* **What the exercise asks**: Output the section of the pension plan testimony below starting with "You are asking" and going on through "PRPP to employees?", copied word for word.

* **Given passage**:
In the CFA article we gave some points on approximate ranges for things. I will read them here. From Statistics Canada, we used a number for DB plans from CEM Benchmarking at 42 basis points. An example for the PRPP, which is the Saskatchewan Pension Plan, a proposed PRPP number, is about 120 basis points. A number from a presentation by a senior representative from Great-West Life -Power Corporation listed large DC plans or group RRSPs at 125 basis points. The average mutual fund is running at 237 basis points out of Morningstar. The average segregated fund is running at 293 basis points out of Morningstar.

As you can see, when you incorporate assets per life and targeting, and the administrator has to target that because you do not want to be stuck with $500 for life or you may not be a going concern, then these numbers can come down even further. As a business planning exercise that we are going through, on the long term we are looking to go below 100 basis points as our assets grow.


Senator Maltais: Thank you for your documents, gentlemen. You have done your research, and I commend you.

I have a question that concerns Senator Massicotte and myself. If you ever find a bank that offers 2.25 per cent, call us to invest our current RRSPs.

Mr. Kelly, you said that you might be interested in establishing a pooled pension fund for your members. That represents about half of small businesses. Are you aware that the CCQ, Quebec's construction industry commission, set up its own pension plan in the 1970s — in 1975, I believe — because those workers did not have a pension, no retirement fund or security. Today they have security. It is undeniable that that goes out the window when you start talking about a defined pension plan. It no longer enters into play. Market fluctuations are too variable, as they say.

I would like to know how you could apply this to half of your membership? You can start with businesses that have 1 to 4 employees, then 5 to 19 employees, followed by 20 to 49 employees up to those with 50 to 499 employees and 500 plus employees. How could such a thing be managed without having the administrative burden exceed the interest rates, in order to make it worthwhile?


Mr. Kelly: We would not be the party that would offer the PRPP. We would provide a partnership and then there would be another company that would offer the PRPP on our behalf. Right now we are looking to do just that in Quebec. We are taking offers from a variety of potential partners who would offer the fund.

You are asking a very important question, and this has been under debate with respect to the PRPP model. One of the things that worries us about how the provinces may put this legislation into place is will they mandate, as Quebec has done, mandatory participation in the PRPP; that is, registration in the PRPP and making mandatory offering of the PRPP to employees?

There are two sides to that equation and both are important. One, the industry has told us that for them to keep costs low, you need to ensure that we push people into the plan and have large numbers participating. If you do not do that, then the costs of having one employee here and two employees there become very large. On the other hand, if an employer does not have any money to put into the plan, this does not work very well and it becomes an additional red tape burden for the employer.

[Collection entries]
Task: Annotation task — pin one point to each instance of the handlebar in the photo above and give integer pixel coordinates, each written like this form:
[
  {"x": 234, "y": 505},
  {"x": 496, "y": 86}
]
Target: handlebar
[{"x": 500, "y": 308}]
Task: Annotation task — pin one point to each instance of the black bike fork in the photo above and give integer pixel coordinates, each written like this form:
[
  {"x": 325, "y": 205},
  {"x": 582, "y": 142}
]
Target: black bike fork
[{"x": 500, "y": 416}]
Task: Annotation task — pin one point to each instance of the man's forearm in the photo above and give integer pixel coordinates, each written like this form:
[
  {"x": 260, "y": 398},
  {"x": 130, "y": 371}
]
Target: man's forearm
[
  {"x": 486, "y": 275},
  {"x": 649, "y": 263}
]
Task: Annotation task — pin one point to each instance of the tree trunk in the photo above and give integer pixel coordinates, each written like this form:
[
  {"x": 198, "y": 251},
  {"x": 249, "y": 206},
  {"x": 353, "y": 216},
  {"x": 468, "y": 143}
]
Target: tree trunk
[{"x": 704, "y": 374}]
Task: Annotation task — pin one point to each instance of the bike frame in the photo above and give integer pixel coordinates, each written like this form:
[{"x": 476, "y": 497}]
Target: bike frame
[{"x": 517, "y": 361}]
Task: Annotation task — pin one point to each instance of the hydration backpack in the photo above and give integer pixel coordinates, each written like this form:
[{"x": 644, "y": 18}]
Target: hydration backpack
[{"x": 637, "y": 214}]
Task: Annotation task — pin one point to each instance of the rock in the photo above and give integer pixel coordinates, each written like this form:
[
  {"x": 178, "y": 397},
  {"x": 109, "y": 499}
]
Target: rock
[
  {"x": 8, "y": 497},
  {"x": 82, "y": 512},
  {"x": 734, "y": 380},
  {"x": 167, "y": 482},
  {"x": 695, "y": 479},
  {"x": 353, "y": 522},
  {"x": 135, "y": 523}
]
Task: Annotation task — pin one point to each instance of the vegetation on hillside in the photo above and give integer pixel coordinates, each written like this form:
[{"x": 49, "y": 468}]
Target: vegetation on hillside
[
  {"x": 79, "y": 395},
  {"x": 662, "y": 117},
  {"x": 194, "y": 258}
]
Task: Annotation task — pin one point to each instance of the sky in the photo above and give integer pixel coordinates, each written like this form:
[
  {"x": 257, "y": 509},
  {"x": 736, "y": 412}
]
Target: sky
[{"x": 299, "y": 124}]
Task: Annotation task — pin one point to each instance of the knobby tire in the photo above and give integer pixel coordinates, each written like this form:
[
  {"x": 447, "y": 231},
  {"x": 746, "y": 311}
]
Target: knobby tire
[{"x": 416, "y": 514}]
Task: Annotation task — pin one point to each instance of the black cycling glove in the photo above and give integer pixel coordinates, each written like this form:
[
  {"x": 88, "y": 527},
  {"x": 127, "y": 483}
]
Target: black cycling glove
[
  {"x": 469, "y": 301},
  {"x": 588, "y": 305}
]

* **Expected answer**:
You are asking a very important question, and this has been under debate with respect to the PRPP model. One of the things that worries us about how the provinces may put this legislation into place is will they mandate, as Quebec has done, mandatory participation in the PRPP; that is, registration in the PRPP and making mandatory offering of the PRPP to employees?